Disciplina social. No paran de repetirlo. Disciplina social, distancia física, desplazamientos inevitables, paciencia y reclusión. Es la receta para frenar el contagio del coronavirus. Pero tras días de apelaciones a la conciencia ciudadana, de mensajes oficiales solemnes decretando el Estado de alarma, solo el cierre masivo de todos los espacios públicos de ocio y sociabilidad parece haber convencido a todos (a la mayoría, más bien) de la gravedad de la situación.

Es el primer paso. El confinamiento de la población en sus casas al que se encamina la gestión de la crisis en España, como medida extrema para evitar que se propague el contagio del coronavirus y se colapse el sistema sanitario, despierta una duda de base: ¿está preparada una sociedad como la valenciana, con un modo de vida mediterráneo, abierto y colectivo, para un aislamiento que sí ha tenido éxito en países con un grado elevado de obediencia como China?

## Enunciado
Retoma el texto sobre el confinamiento por el coronavirus en la sociedad valenciana y continúalo a partir de su última frase.

## Material proporcionado
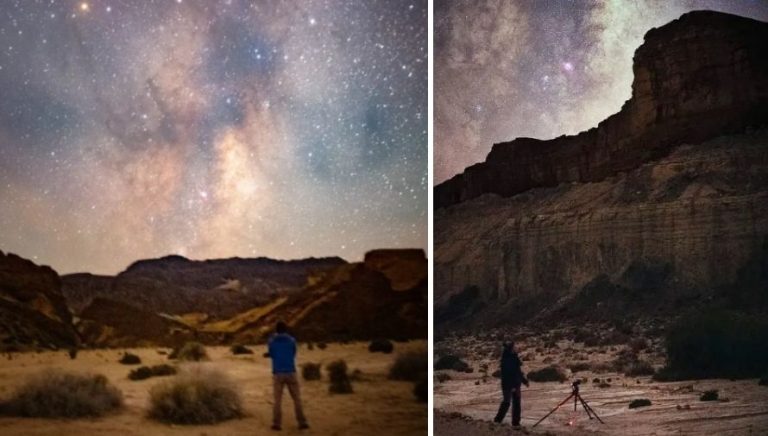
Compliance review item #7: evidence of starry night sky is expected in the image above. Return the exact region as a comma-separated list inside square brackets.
[434, 0, 768, 183]
[0, 0, 429, 273]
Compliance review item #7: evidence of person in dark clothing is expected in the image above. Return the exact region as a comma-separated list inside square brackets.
[267, 321, 309, 430]
[493, 341, 528, 427]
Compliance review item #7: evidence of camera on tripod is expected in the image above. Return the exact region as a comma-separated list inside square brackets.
[533, 380, 605, 427]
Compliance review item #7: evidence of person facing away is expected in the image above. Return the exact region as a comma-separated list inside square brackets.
[493, 341, 528, 427]
[268, 321, 309, 431]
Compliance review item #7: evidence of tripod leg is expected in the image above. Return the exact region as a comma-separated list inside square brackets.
[531, 394, 574, 428]
[579, 396, 605, 424]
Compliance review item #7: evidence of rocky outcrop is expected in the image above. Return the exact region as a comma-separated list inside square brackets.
[62, 256, 346, 318]
[0, 251, 79, 349]
[213, 250, 428, 342]
[434, 11, 768, 208]
[434, 12, 768, 328]
[434, 129, 768, 323]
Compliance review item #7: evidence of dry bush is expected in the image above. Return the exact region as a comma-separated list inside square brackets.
[119, 351, 141, 365]
[229, 344, 253, 355]
[301, 362, 321, 380]
[629, 398, 651, 409]
[0, 370, 123, 418]
[389, 349, 429, 382]
[149, 368, 243, 424]
[413, 377, 429, 403]
[176, 342, 210, 362]
[368, 339, 395, 354]
[325, 360, 352, 394]
[568, 362, 592, 373]
[128, 364, 176, 380]
[435, 354, 472, 372]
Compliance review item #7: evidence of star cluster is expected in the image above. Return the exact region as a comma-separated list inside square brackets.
[434, 0, 768, 183]
[0, 0, 429, 273]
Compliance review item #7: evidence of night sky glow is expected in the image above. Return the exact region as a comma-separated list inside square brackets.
[0, 0, 429, 273]
[434, 0, 768, 183]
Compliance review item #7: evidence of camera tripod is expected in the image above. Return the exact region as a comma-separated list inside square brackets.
[531, 380, 605, 428]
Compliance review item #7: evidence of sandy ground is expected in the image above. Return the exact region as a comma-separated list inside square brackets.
[0, 341, 428, 436]
[434, 372, 768, 436]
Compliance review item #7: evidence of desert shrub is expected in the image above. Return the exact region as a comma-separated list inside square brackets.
[128, 366, 152, 380]
[149, 370, 243, 424]
[435, 354, 471, 372]
[229, 344, 253, 354]
[757, 372, 768, 386]
[628, 338, 648, 353]
[119, 351, 141, 365]
[128, 364, 176, 380]
[368, 339, 395, 354]
[301, 362, 321, 380]
[568, 362, 592, 372]
[528, 365, 568, 382]
[624, 360, 656, 377]
[413, 375, 429, 403]
[325, 360, 352, 394]
[629, 398, 651, 409]
[150, 364, 176, 377]
[176, 342, 209, 362]
[389, 350, 429, 381]
[661, 310, 768, 380]
[0, 370, 123, 418]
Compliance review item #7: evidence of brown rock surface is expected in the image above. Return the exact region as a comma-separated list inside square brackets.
[435, 11, 768, 208]
[435, 129, 768, 328]
[0, 251, 78, 348]
[434, 12, 768, 326]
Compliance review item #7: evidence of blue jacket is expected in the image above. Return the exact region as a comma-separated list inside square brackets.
[269, 333, 296, 374]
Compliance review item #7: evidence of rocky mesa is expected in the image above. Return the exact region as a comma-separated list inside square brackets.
[434, 11, 768, 326]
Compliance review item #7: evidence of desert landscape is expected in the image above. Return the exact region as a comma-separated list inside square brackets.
[434, 334, 768, 435]
[0, 340, 427, 435]
[434, 11, 768, 435]
[0, 250, 428, 435]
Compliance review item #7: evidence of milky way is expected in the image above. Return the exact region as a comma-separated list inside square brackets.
[434, 0, 768, 182]
[0, 0, 428, 273]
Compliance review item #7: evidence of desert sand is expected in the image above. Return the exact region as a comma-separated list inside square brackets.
[0, 341, 428, 436]
[434, 348, 768, 436]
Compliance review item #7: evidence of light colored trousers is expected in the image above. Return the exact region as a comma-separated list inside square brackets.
[272, 373, 307, 427]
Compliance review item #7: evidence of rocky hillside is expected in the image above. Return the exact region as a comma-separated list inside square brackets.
[434, 12, 768, 326]
[435, 11, 768, 208]
[62, 256, 346, 318]
[172, 250, 428, 342]
[0, 251, 78, 350]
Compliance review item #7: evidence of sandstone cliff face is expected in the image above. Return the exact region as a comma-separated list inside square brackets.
[62, 256, 345, 318]
[0, 251, 78, 349]
[434, 12, 768, 324]
[435, 11, 768, 208]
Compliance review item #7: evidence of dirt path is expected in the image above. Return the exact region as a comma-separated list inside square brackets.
[434, 373, 768, 436]
[0, 341, 428, 436]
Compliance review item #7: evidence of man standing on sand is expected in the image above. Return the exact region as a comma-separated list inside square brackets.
[493, 341, 528, 427]
[268, 321, 309, 431]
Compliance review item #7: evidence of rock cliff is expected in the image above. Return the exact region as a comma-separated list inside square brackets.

## Respuesta del ejercicio
La posible respuesta está en Italia, primo hermano en costumbres latinas y que en la crisis del Covid19 proyecta con una semana de antelación los escenarios que acaba viviendo España. Levante-EMV ha recabado, del sur al norte del país transalpino, testimonios de italianos y residentes valencianos que desde hace una semana afrontan una emergencia sanitaria y, también, un fuerte impacto cultural.

Balcones: orgullo de resistencia

Al shock del encierro le ha seguido una pequeña rebelión, desde los balcones de las casas en las que se proyecta, desde la música, el orgullo comunitario resistente. Un chispazo que empezó en Nápoles, ciudad de incombustibles hábitos comunicativos, que cada noche se convoca para cantar «Abbracciame» (Abrázame), del cantante neomelódico local Andrea Saninno, y que se ha extendido por toda Italia para entonar el himno nacional, canciones populares de cada región, éxitos de radiofórmula o escuchar con altavoces la narración de los penaltis que dieron a Italia el último Mundial, en 2006. «Nos sentimos más unidos, más juntos, es una energía conmovedora para superar una situación que cambiará nuestras vidas para siempre. Nápoles está desierta y es muy triste ver Via Toledo (la principal avenida) vacía, o el paseo marítimo, pero son sacrificios necesarios de los que España, y otros países europeos, deben tomar nota», advierte Ilaria Mondillo, periodista napolitana.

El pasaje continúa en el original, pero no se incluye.